Copy the data starting at the line containing "book as a single marker per instance." and ending at the line containing "point(540, 718)", keeping everything unchanged except the answer points, where each coordinate should be shifted up by 130.

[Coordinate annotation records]
================

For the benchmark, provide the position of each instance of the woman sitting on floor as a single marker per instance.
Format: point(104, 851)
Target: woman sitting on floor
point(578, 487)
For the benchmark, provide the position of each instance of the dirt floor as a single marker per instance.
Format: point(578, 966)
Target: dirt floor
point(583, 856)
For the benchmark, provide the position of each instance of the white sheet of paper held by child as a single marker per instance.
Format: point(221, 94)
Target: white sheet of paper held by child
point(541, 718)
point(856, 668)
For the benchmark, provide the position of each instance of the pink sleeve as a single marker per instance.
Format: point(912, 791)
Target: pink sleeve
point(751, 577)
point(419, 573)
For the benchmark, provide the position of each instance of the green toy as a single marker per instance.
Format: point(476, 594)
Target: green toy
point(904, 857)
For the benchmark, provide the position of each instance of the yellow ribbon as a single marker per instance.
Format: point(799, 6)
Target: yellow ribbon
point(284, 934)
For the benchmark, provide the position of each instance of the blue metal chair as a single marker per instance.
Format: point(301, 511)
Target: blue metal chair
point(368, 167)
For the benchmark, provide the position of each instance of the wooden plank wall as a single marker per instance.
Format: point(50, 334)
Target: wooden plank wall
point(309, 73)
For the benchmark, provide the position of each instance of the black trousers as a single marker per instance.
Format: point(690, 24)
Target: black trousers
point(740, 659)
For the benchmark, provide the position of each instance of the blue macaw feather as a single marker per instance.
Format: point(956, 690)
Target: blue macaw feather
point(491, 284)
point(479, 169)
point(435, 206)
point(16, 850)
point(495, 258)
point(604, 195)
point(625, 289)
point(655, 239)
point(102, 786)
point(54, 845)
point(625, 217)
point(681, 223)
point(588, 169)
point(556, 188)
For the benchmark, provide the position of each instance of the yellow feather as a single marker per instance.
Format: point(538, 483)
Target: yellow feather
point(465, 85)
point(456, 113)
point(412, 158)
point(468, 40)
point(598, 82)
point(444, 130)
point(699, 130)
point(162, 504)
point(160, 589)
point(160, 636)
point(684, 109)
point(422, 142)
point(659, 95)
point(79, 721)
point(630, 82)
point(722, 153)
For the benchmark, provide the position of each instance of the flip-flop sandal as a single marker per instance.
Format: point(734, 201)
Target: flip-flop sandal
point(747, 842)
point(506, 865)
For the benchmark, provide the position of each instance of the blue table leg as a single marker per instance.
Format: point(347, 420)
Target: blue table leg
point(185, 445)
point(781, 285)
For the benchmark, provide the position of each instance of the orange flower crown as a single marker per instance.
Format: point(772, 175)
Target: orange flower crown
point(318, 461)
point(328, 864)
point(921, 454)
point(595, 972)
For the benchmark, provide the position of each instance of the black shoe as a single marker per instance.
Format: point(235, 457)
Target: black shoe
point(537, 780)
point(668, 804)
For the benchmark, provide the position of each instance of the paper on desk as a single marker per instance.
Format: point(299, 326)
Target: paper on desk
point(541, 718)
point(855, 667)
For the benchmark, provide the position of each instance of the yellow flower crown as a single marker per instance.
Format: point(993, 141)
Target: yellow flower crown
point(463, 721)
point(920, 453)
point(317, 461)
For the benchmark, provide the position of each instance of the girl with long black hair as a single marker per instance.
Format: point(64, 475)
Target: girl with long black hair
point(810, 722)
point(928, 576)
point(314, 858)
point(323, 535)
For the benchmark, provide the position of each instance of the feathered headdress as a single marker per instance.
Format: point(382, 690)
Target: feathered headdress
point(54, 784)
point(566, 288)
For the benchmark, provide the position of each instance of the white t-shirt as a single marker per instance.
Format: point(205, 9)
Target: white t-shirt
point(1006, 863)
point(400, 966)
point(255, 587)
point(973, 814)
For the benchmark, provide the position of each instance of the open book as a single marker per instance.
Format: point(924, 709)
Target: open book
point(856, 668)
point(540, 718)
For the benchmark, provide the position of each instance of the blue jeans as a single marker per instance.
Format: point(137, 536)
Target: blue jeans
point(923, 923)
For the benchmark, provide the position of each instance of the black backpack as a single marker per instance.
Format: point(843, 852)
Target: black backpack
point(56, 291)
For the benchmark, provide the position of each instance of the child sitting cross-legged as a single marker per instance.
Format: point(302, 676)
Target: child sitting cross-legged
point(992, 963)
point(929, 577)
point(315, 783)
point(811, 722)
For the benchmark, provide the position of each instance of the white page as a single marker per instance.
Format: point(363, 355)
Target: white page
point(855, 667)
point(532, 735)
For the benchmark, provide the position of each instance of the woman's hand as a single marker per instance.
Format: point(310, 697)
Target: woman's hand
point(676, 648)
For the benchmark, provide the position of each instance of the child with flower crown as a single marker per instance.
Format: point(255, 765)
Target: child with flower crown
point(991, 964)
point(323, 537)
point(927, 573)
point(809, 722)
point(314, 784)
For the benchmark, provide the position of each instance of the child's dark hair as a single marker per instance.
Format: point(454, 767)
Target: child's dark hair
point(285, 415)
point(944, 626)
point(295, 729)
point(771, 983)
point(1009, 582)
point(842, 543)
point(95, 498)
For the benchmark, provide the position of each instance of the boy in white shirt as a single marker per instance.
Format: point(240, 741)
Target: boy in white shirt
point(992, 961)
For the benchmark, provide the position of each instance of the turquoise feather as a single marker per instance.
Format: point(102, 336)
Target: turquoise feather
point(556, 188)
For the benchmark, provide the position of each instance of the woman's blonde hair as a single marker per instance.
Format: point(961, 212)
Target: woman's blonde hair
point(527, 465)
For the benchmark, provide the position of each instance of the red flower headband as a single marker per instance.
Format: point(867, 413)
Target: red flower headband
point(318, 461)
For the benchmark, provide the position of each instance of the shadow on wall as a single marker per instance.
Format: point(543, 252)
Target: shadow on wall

================

> Result of this task
For the benchmark, provide the position of each instance of the open book as a single marker per instance.
Format: point(924, 709)
Target: open book
point(986, 798)
point(670, 848)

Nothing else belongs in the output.